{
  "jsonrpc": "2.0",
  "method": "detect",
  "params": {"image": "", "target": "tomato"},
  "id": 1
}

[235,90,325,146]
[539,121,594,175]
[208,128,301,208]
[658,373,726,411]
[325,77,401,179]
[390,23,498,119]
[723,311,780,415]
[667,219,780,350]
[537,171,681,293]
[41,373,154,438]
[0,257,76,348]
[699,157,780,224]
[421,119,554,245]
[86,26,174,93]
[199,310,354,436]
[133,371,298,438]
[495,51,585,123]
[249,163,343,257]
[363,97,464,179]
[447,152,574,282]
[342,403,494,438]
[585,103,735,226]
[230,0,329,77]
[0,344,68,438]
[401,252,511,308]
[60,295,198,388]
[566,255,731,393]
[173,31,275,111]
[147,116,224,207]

▸ What is required
Reproduce every row above verbatim, keeping each character and line break unchanged.

▸ Output below
{
  "jsonrpc": "2.0",
  "method": "detect",
  "params": {"image": "", "target": "tomato"},
  "id": 1
}

[235,90,325,146]
[539,121,594,175]
[208,128,301,208]
[658,373,726,411]
[325,77,401,179]
[390,23,498,119]
[723,311,780,415]
[667,219,780,350]
[537,171,681,293]
[41,373,154,438]
[0,257,76,348]
[699,157,780,224]
[421,119,554,245]
[86,26,174,93]
[199,310,354,436]
[133,371,298,438]
[495,51,585,123]
[249,163,343,257]
[363,97,464,179]
[447,152,574,282]
[342,403,494,438]
[585,103,735,226]
[230,0,329,77]
[0,344,68,438]
[401,252,511,308]
[60,295,198,388]
[566,255,731,393]
[173,31,275,111]
[147,116,224,207]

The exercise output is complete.